■ **SET TASK**: Pull out every line in the entries below that contains the word "jersey", and copy each such line in full.

■ **STORED ROWS**:

===============

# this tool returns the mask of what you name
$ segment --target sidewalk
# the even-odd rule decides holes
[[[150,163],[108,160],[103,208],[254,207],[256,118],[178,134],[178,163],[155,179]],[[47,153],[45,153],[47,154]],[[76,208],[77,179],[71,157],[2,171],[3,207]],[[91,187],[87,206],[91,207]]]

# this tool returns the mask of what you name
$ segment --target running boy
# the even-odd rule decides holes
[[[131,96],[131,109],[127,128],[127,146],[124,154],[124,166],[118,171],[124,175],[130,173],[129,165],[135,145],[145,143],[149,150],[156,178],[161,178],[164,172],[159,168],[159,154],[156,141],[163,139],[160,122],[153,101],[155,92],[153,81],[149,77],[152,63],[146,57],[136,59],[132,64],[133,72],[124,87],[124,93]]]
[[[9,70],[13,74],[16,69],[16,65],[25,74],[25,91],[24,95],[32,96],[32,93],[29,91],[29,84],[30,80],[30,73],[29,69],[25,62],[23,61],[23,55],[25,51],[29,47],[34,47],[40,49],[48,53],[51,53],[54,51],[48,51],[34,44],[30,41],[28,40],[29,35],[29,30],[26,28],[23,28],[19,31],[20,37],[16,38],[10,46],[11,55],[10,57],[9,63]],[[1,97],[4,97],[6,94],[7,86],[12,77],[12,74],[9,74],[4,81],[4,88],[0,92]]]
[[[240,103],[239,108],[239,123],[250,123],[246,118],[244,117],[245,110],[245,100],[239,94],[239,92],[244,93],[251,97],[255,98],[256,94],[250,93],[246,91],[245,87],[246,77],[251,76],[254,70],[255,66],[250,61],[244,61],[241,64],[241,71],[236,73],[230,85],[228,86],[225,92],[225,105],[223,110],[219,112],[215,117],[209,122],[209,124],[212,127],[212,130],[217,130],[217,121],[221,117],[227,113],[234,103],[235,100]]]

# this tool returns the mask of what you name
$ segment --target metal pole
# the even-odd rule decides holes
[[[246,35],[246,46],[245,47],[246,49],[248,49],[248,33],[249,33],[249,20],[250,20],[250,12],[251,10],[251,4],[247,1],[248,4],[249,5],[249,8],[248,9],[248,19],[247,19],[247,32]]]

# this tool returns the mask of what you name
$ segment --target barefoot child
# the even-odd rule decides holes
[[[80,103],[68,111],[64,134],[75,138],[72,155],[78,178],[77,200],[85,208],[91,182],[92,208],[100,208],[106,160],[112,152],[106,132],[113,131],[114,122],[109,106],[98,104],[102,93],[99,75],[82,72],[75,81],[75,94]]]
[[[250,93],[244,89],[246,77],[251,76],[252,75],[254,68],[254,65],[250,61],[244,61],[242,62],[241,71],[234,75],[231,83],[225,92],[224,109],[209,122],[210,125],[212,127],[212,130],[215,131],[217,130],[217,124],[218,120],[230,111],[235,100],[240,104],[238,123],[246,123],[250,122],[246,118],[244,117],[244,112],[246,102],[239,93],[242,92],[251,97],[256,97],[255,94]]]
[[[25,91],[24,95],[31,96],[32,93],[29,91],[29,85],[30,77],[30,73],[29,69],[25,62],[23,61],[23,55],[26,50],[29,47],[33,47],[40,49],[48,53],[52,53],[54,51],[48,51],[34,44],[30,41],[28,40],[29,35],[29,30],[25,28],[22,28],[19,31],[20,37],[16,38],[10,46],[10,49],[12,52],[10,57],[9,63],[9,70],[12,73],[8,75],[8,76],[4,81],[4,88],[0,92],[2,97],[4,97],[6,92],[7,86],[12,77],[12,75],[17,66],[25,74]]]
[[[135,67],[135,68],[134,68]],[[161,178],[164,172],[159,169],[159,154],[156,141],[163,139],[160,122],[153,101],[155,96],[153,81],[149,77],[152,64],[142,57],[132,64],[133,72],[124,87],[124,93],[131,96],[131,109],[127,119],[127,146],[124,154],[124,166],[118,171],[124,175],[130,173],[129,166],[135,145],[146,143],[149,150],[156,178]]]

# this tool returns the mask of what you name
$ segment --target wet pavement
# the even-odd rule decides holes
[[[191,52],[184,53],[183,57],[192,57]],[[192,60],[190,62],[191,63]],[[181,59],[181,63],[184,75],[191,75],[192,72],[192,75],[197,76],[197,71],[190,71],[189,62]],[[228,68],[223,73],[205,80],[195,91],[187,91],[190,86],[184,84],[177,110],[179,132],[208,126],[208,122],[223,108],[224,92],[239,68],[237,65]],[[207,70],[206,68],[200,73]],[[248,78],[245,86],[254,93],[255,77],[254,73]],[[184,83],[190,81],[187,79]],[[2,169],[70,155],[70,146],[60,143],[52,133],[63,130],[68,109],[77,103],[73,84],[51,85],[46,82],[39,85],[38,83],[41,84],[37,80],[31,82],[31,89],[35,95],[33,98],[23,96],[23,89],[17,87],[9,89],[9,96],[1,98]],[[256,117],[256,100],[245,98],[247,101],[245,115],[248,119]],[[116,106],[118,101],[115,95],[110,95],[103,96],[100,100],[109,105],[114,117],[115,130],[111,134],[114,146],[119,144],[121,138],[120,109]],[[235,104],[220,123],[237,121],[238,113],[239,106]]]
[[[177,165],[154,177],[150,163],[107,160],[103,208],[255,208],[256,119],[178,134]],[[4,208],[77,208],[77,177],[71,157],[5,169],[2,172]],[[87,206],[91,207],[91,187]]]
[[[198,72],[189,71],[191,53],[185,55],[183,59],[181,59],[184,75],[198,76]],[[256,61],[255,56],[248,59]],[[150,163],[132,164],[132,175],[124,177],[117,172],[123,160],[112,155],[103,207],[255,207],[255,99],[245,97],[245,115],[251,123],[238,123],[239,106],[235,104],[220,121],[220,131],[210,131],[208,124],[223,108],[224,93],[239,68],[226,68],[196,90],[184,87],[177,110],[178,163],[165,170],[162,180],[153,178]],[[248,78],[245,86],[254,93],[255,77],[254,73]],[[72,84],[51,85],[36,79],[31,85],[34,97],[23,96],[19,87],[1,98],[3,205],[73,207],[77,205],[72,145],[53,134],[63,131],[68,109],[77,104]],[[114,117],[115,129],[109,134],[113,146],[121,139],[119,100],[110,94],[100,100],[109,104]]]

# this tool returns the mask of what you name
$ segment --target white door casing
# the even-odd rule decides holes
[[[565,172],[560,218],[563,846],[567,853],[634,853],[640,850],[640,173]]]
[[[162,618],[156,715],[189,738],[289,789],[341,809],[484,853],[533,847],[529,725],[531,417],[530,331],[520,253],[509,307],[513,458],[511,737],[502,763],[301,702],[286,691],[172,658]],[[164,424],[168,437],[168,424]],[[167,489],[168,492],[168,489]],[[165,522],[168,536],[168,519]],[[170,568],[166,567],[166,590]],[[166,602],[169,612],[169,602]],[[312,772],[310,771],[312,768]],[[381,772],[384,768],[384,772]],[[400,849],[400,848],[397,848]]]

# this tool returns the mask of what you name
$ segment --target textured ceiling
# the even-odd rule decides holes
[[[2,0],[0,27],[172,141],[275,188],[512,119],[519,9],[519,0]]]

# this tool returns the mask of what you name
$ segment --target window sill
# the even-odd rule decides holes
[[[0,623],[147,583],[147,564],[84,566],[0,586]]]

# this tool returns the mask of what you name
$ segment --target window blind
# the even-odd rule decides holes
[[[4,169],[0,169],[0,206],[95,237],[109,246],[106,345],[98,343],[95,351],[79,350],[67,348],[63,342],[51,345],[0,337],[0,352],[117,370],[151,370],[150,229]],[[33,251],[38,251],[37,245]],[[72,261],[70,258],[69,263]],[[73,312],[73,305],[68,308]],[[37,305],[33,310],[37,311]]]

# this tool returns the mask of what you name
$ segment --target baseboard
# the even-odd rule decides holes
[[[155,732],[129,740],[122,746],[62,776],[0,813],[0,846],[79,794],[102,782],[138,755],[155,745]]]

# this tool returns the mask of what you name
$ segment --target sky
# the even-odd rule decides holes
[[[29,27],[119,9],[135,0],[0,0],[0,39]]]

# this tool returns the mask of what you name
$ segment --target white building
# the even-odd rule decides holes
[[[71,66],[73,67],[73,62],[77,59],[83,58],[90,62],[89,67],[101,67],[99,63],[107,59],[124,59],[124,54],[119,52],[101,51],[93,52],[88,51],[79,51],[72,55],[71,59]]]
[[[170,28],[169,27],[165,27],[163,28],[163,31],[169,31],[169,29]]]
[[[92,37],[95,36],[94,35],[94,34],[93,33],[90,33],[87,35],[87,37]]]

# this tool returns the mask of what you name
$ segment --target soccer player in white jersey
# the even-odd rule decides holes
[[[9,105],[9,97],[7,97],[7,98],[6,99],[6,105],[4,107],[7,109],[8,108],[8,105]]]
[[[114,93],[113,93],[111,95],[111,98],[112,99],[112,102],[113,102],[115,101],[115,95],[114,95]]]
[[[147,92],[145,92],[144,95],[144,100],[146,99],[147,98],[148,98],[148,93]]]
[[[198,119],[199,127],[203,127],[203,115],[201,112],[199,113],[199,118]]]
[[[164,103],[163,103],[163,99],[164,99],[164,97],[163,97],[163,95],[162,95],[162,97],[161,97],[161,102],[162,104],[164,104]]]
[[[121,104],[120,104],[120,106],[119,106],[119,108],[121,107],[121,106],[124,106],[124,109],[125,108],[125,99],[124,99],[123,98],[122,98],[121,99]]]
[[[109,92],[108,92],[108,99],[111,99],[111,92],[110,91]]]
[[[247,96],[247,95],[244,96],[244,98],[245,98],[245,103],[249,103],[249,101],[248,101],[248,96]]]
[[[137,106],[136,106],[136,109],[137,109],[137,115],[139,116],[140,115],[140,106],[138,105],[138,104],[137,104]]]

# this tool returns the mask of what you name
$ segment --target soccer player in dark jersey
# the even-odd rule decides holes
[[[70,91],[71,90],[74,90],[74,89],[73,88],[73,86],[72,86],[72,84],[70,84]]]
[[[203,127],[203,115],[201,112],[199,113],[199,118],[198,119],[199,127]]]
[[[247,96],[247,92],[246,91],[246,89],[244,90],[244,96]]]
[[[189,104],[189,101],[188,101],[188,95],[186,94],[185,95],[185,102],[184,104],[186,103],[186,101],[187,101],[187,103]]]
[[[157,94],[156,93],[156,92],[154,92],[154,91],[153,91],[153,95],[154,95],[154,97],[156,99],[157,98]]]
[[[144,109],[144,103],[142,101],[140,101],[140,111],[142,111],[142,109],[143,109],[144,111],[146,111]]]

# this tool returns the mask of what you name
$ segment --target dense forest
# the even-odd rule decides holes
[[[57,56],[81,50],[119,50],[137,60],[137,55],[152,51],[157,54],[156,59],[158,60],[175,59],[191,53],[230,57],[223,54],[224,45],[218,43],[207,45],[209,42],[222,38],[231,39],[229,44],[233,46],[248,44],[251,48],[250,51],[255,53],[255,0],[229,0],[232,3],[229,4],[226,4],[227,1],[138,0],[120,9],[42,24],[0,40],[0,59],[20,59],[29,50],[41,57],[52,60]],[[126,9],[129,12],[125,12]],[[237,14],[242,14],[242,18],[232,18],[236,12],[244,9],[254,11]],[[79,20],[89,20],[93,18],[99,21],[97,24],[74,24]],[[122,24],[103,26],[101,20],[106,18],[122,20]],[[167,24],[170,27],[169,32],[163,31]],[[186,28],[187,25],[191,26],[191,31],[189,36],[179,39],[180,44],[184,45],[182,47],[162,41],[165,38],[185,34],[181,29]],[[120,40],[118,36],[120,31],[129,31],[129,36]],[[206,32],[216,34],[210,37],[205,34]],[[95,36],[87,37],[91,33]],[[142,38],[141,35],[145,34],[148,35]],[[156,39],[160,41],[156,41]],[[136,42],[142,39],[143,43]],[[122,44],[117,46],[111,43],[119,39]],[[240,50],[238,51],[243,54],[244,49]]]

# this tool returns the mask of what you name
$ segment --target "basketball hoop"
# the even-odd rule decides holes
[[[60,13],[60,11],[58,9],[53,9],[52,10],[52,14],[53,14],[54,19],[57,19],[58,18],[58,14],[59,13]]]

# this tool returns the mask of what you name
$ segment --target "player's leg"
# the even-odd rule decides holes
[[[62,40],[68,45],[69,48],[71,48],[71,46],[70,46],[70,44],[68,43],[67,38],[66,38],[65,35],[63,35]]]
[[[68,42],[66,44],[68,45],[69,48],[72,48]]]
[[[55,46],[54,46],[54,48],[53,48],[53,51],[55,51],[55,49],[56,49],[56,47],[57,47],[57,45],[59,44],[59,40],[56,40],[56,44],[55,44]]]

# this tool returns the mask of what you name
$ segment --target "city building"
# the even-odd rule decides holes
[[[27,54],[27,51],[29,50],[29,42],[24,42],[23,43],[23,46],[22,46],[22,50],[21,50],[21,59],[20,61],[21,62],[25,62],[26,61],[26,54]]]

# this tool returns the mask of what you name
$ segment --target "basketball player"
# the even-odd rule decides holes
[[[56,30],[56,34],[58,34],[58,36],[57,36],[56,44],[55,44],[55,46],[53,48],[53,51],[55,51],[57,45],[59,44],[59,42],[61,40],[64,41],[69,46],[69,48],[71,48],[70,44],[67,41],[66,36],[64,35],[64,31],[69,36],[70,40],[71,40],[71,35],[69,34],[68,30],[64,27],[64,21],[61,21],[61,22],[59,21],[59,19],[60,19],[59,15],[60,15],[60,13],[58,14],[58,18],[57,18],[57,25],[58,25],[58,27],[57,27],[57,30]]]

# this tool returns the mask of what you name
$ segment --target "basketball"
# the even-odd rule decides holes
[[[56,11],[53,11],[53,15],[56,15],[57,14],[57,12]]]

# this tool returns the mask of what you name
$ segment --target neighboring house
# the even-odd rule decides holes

===============

■ **OUTPUT FOR THIS EXERCISE**:
$ segment --target soccer player in white jersey
$ segment --target soccer player in dark jersey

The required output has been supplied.